• [Directions]: Please return, unchanged, the rows from the line containing "Could you put a marker on the rocky foreground" up to and including the line containing "Target: thin twig", but leave the pictures out.

[Material shown start]

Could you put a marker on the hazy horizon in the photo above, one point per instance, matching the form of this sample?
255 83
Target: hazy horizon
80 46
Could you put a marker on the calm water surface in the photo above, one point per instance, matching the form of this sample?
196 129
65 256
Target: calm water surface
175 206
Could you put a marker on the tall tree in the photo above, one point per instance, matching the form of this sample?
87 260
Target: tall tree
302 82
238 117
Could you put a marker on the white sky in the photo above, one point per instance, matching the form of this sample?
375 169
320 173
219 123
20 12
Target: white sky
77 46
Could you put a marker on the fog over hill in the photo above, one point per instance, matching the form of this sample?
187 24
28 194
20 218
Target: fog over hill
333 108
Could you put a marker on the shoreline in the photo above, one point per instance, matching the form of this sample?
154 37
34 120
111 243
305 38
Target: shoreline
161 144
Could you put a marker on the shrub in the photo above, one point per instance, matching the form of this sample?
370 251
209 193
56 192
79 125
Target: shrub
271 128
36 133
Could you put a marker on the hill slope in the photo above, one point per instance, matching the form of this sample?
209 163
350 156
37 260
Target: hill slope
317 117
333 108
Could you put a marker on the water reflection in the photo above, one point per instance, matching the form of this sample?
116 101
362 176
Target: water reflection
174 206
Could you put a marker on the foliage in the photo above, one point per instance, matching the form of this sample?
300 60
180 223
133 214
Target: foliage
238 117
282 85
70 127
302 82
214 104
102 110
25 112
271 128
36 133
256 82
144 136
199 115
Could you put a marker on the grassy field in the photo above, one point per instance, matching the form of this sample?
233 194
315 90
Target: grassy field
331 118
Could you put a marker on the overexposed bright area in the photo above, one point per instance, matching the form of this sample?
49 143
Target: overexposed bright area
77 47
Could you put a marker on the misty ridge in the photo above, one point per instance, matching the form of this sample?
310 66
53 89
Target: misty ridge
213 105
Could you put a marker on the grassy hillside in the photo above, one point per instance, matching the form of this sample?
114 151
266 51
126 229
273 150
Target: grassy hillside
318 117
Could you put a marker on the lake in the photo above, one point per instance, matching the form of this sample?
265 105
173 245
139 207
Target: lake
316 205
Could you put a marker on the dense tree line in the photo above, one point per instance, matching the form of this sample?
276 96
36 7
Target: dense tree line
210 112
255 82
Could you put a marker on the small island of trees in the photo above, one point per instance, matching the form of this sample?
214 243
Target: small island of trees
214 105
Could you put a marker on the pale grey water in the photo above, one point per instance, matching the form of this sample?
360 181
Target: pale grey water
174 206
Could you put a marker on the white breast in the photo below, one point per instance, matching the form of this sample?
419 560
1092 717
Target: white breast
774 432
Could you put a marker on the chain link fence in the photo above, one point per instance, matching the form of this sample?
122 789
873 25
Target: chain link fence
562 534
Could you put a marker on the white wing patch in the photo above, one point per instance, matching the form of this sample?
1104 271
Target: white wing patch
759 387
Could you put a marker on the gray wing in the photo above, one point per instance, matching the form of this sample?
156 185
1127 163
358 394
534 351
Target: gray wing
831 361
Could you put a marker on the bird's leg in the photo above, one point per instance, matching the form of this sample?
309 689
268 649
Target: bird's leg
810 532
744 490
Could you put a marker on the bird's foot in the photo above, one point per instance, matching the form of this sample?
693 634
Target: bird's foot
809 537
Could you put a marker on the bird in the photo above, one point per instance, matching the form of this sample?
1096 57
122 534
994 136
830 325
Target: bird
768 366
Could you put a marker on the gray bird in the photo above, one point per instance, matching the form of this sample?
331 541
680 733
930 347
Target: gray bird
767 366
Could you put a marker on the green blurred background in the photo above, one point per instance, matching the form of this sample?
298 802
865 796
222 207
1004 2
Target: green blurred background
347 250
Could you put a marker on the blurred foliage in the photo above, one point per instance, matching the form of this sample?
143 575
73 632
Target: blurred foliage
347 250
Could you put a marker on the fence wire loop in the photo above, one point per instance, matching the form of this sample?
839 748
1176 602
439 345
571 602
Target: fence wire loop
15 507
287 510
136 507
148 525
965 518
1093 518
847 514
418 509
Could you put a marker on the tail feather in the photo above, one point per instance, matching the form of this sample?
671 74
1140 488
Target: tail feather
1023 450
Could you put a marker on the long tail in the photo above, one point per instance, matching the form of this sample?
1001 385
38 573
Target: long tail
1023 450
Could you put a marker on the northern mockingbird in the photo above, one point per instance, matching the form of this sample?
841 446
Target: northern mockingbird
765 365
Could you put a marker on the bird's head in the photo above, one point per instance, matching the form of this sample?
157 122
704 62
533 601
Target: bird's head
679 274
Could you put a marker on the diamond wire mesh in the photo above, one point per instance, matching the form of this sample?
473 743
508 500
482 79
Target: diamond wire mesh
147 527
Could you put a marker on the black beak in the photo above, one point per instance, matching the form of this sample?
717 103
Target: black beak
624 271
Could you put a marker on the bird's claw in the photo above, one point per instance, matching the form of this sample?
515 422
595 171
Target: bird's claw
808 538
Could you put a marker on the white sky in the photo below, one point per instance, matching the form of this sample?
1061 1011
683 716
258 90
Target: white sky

[Material shown end]
[Material shown start]

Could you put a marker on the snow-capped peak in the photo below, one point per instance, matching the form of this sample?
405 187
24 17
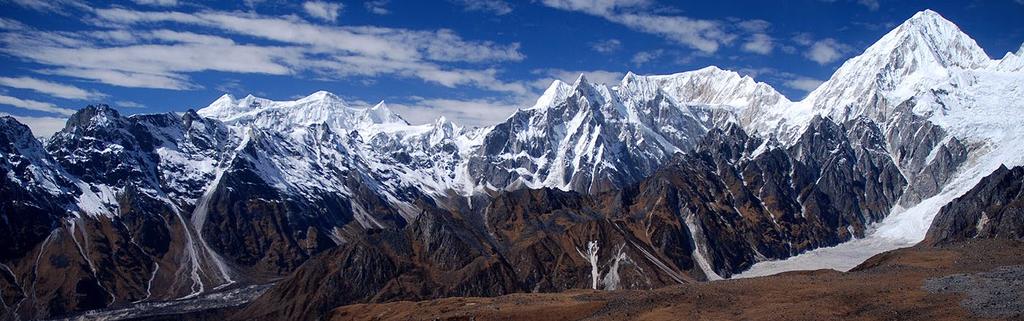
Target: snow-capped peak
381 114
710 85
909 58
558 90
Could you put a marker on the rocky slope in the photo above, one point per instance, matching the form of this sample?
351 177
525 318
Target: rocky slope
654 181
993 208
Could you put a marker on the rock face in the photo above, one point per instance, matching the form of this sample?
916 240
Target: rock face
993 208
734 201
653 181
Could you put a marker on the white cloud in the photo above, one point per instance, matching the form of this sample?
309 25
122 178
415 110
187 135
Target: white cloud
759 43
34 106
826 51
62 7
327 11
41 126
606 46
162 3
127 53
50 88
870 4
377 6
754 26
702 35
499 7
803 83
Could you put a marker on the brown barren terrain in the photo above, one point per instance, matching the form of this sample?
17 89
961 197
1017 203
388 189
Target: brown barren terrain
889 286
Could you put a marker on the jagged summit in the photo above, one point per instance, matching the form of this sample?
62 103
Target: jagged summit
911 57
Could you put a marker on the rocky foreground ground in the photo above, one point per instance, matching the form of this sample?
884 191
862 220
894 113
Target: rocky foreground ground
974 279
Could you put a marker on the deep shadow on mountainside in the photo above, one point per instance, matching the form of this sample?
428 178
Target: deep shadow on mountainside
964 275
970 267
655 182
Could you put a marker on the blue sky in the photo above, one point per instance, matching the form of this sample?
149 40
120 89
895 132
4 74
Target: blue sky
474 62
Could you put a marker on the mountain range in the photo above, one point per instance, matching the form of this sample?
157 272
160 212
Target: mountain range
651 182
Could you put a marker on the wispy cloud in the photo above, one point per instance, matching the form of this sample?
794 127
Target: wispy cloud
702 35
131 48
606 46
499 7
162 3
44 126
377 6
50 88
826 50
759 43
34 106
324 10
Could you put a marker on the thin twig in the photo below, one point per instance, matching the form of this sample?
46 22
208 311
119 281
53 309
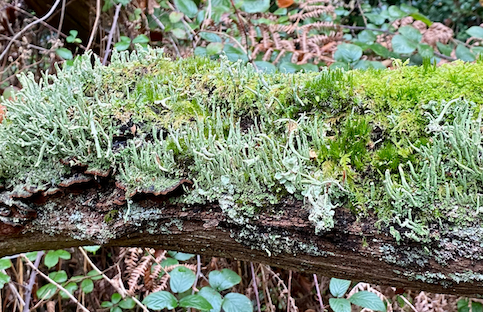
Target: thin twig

[Material shown end]

• [Response]:
Could you put a marker on the rocky foreground ground in the photo above, one point per instance, matching the form of this sample?
884 191
862 220
894 113
Target: rocky foreground ground
974 279
Could you put a marker on the deep shadow on mountainside in the photo above, one point per instance, matching the form of this sample?
428 178
Target: deep shadow on mountainside
964 275
970 267
655 182
Could you put a marker on the blue sky in the photo above, one point per instance, matching the form of this sample?
149 40
120 89
895 132
4 74
Target: blue sky
474 62
Could you put a marker on the mountain range in the photo above, one point per instance, matching the form of this sample?
157 272
160 212
Target: mountain range
651 182
Could you put a marker on the wispy cloud in the photo above, one point per instance, matching the form of this sample?
794 127
Target: wispy cloud
702 35
131 48
606 46
499 7
162 3
44 126
377 6
50 88
826 50
759 43
34 106
324 10
Could you put a marker on the thin twig in the photo below, one point per instance, matching the form of this sample?
46 22
208 311
119 281
53 309
Target: thin twig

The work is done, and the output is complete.